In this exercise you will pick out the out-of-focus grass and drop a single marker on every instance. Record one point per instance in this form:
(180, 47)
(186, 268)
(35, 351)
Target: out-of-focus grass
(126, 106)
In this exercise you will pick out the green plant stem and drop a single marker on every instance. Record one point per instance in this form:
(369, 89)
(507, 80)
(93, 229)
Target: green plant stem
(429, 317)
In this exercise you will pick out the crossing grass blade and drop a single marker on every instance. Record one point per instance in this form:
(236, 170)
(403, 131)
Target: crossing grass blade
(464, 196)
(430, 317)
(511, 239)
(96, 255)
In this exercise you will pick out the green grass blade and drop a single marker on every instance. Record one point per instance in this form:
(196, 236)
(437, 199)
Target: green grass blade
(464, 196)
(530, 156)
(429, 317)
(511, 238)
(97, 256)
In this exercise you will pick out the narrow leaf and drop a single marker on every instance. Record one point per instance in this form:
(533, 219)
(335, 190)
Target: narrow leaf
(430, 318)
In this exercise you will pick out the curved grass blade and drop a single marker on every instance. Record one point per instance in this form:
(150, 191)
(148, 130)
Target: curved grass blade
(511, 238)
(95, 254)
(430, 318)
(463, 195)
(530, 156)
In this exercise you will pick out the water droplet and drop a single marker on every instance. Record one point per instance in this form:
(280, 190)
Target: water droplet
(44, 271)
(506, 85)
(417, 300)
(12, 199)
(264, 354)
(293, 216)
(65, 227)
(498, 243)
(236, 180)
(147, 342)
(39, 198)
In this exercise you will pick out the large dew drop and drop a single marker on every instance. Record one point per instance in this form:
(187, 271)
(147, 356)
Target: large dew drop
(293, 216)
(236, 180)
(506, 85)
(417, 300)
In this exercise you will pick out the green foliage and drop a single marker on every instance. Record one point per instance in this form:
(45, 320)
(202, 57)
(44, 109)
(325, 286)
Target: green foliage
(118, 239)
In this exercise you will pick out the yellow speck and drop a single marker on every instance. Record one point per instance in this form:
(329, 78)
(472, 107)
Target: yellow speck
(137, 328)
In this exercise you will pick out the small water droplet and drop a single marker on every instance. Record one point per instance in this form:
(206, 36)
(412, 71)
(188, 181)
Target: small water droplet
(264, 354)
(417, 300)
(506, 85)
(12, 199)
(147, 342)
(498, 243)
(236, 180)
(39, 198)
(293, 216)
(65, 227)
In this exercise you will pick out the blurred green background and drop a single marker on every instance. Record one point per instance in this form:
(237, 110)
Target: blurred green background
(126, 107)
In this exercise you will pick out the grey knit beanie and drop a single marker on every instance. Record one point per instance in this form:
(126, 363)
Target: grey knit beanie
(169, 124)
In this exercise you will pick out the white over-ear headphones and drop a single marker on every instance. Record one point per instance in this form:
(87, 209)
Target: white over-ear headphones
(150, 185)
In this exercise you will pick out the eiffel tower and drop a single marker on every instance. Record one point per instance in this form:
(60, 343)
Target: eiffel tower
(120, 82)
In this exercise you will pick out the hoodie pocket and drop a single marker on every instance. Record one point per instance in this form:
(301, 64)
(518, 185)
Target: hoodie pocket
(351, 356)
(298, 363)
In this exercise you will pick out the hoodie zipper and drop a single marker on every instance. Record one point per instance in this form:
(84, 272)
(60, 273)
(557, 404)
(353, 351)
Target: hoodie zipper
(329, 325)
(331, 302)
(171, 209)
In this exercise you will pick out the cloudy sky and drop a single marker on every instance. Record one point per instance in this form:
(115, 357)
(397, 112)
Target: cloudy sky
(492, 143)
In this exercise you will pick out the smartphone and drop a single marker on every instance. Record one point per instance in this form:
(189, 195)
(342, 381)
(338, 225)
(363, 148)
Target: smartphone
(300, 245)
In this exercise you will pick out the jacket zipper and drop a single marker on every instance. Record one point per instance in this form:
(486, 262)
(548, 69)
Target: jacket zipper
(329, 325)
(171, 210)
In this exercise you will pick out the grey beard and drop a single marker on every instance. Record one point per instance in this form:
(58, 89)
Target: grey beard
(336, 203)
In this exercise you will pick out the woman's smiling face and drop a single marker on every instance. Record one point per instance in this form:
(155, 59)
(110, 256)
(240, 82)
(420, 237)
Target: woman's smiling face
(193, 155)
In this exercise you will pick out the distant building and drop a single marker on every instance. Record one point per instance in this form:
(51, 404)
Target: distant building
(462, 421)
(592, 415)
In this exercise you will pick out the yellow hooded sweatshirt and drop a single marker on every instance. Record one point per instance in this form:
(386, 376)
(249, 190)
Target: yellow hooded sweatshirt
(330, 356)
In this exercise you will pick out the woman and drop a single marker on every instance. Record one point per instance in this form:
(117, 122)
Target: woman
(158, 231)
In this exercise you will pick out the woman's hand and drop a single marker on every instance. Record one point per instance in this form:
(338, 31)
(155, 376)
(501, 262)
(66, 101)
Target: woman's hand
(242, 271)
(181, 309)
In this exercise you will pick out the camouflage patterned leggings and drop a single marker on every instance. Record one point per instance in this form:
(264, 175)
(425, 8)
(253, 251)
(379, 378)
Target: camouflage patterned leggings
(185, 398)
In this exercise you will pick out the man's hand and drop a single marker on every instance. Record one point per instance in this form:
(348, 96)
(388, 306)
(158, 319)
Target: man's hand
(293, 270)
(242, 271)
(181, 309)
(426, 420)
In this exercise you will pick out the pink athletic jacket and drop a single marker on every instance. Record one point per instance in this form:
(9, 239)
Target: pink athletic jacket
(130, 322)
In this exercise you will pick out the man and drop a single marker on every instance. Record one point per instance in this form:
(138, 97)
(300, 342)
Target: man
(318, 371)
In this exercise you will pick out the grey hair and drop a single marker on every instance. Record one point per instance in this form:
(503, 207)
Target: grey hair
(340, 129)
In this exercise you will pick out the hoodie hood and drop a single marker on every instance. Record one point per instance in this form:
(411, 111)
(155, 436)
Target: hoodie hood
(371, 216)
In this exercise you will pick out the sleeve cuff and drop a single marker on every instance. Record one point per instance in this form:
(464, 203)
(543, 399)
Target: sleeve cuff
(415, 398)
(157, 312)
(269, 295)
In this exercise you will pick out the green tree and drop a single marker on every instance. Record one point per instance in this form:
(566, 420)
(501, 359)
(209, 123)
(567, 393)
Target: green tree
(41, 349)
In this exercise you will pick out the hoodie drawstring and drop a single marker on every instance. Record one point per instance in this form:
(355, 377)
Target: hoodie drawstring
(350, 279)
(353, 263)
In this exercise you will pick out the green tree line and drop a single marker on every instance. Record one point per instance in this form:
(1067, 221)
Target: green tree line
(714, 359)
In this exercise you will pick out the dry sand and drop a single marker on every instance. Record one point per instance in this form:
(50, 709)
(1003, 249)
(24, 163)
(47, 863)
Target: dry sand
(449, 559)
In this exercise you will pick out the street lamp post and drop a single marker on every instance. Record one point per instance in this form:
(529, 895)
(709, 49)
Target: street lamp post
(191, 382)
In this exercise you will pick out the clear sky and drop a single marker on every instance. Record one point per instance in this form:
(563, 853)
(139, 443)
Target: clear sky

## GIVEN EXERCISE
Reproduce every one of the items above word for word, with nothing changed, added, or left out.

## WRITTEN ANSWER
In this exercise you will pick out the out-of-focus grass and drop a single marker on every instance. Record one point per instance in this form:
(180, 47)
(186, 268)
(35, 351)
Target: out-of-focus grass
(126, 106)
In this exercise you will pick out the green plant stem and drop a single marker on every instance. Record one point per instance in this form:
(369, 89)
(507, 80)
(93, 229)
Target: green plant stem
(429, 317)
In this exercise you will pick out the crossing grass blade and drop a single marker on every instance. Record one point per instance in this form:
(236, 170)
(403, 131)
Target: crossing grass blade
(464, 196)
(430, 317)
(511, 239)
(96, 255)
In this exercise you will pick out the green grass blade and drop a single marker on every instance. Record one point per instance in this form:
(196, 236)
(437, 199)
Target: green grass blade
(464, 196)
(530, 156)
(429, 317)
(511, 238)
(97, 256)
In this exercise you will pick out the narrow leaf and drop a single marker on every instance. Record one point per instance in this form:
(533, 219)
(335, 190)
Target: narrow leaf
(430, 318)
In this exercise you will pick out the curved grass blade and drop a single marker on every instance. Record one point per instance in this form:
(150, 191)
(148, 130)
Target: curved grass blade
(511, 238)
(95, 254)
(430, 318)
(463, 195)
(530, 156)
In this exercise you will pick out the water droplet and drop a single marker on every instance. Record one point per instance in this form:
(280, 190)
Target: water droplet
(44, 271)
(506, 85)
(417, 300)
(12, 199)
(264, 354)
(293, 216)
(65, 227)
(498, 243)
(236, 180)
(147, 342)
(39, 198)
In this exercise you will pick out the large dew drop and drop a single marker on every instance. Record one point per instance in this form:
(187, 271)
(147, 356)
Target: large dew drop
(293, 216)
(236, 180)
(506, 85)
(417, 300)
In this exercise you will pick out the green foliage and drop a single marker on every instance. Record one point per instance in this form:
(45, 320)
(202, 57)
(44, 109)
(325, 286)
Target: green foliage
(118, 239)
In this exercise you will pick out the yellow speck and drop a single marker on every instance. Record one point per instance in this form:
(329, 78)
(472, 107)
Target: yellow speck
(137, 328)
In this exercise you will pick out the small water droplet and drop a single marker on every instance. Record one point per instance in this form:
(206, 36)
(412, 71)
(188, 181)
Target: small water droplet
(264, 354)
(417, 300)
(506, 85)
(12, 199)
(147, 342)
(498, 243)
(236, 180)
(39, 198)
(293, 216)
(65, 227)
In this exercise you will pick out the blurred green background and drop a single marker on every instance. Record one point per instance in this form:
(237, 110)
Target: blurred green background
(126, 107)
In this exercise you will pick out the grey knit beanie and drop a single marker on every instance. Record one point per instance in this form:
(126, 363)
Target: grey knit beanie
(169, 124)
In this exercise you will pick out the white over-ear headphones and drop a single marker on every instance. Record one point per instance in this form:
(87, 209)
Target: white over-ear headphones
(150, 185)
In this exercise you will pick out the eiffel tower and drop a single marker on every instance. Record one point per instance in this form:
(60, 343)
Target: eiffel tower
(120, 82)
In this exercise you will pick out the hoodie pocket and drop a single marker on every instance. Record one point per instance in this form:
(301, 64)
(518, 185)
Target: hoodie pocket
(351, 356)
(298, 363)
In this exercise you will pick out the hoodie zipper and drop a single marker on every instance. Record one point per instance in this form:
(84, 272)
(60, 273)
(557, 404)
(353, 351)
Target: hoodie zipper
(329, 325)
(331, 302)
(171, 209)
In this exercise you will pick out the cloudy sky and drop a single marker on every instance. Record one point per instance in this form:
(115, 357)
(397, 112)
Target: cloudy sky
(492, 143)
In this exercise you will pick out the smartphone and drop a single marker on every instance. Record one point per instance in this form:
(189, 195)
(342, 381)
(338, 225)
(363, 148)
Target: smartphone
(300, 245)
In this exercise you will pick out the jacket zipper and drop a single marker on every instance. Record one point per instance in this form:
(486, 262)
(548, 69)
Target: jacket zipper
(329, 325)
(171, 210)
In this exercise you will pick out the grey beard and drop a single marker on every instance. Record one point per instance in this form:
(58, 89)
Target: grey beard
(336, 203)
In this exercise you will pick out the woman's smiling face and drop a single marker on every instance. Record one point per instance in this form:
(155, 59)
(110, 256)
(240, 82)
(420, 237)
Target: woman's smiling face
(193, 155)
In this exercise you will pick out the distant building and drop a single marker on every instance. Record one point per instance in this form:
(51, 404)
Target: distant building
(462, 421)
(592, 415)
In this exercise you will pick out the yellow hooded sweatshirt and drop a single marker on every instance. Record one point per instance in this form:
(386, 376)
(249, 190)
Target: yellow hooded sweatshirt
(330, 356)
In this exercise you will pick out the woman and drop a single marker on every instance. Record one point per instance in this form:
(117, 122)
Target: woman
(158, 231)
In this exercise you will pick out the woman's hand and drop a single marker on every instance. Record one point per instance in this form:
(338, 31)
(155, 376)
(501, 262)
(66, 101)
Target: woman's hand
(242, 271)
(181, 309)
In this exercise you will pick out the camouflage patterned leggings and drop a single marker on every instance. Record one point per instance in this form:
(264, 175)
(425, 8)
(253, 251)
(379, 378)
Target: camouflage patterned leggings
(185, 398)
In this exercise you will pick out the man's hand and drop a single marker on every instance. Record one point per instance in this form:
(348, 96)
(388, 306)
(158, 319)
Target: man's hand
(293, 270)
(242, 271)
(181, 309)
(426, 420)
In this exercise you will pick out the pink athletic jacket and drop a single marker on every instance. Record one point per instance in this form:
(9, 239)
Target: pink athletic jacket
(130, 322)
In this exercise you will pick out the man and drop a single marker on every instance. Record one point per instance in this form:
(138, 97)
(300, 342)
Target: man
(318, 371)
In this exercise you will pick out the grey hair and drop a single marker on every instance. Record one point per instance in this form:
(503, 207)
Target: grey hair
(340, 129)
In this exercise you will pick out the hoodie hood and drop a single marker on every instance. Record one point per instance in this form:
(411, 111)
(155, 436)
Target: hoodie hood
(371, 216)
In this exercise you will pick out the sleeve cuff and drop a single marker on every instance. Record one point per instance in this form:
(464, 203)
(543, 399)
Target: sleeve cuff
(415, 398)
(157, 312)
(269, 295)
In this exercise you will pick out the green tree and drop a single marker on every instance. Record one point per instance in this form:
(566, 420)
(501, 359)
(209, 123)
(567, 393)
Target: green tree
(41, 349)
In this exercise you will pick out the hoodie drawstring and drop a single marker on every instance. Record one point per instance in this form:
(355, 377)
Target: hoodie drawstring
(350, 279)
(353, 263)
In this exercise you will pick out the green tree line and drop a single marker on every instance. Record one point per instance in this form:
(1067, 221)
Target: green tree line
(714, 359)
In this exercise you will pick out the dry sand and drop a single marker on every instance. Record one point per instance in this form:
(50, 709)
(1003, 249)
(24, 163)
(47, 863)
Target: dry sand
(449, 559)
In this exercise you will pick out the street lamp post and drop a single marker on every instance. Record one point per instance in this form:
(529, 895)
(709, 49)
Target: street lamp post
(191, 382)
In this exercise you will pick out the clear sky and drop a single marker on every instance. Record one point per instance in this form:
(563, 853)
(139, 443)
Target: clear sky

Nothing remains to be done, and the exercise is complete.